- _EXERCISE TASK_: Please recast the lines below as a JSON list of strings, one string per line, leaving out any blank lines.
----- RECORD SET -----
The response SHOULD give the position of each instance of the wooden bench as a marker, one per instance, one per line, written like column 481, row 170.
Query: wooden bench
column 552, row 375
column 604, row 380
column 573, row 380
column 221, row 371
-----
- _ANSWER FOR THE TASK_:
[
  "The response SHOULD give the position of each instance of the wooden bench as a marker, one per instance, one per line, written like column 481, row 170.",
  "Query: wooden bench",
  "column 552, row 375",
  "column 604, row 380",
  "column 573, row 380",
  "column 221, row 371"
]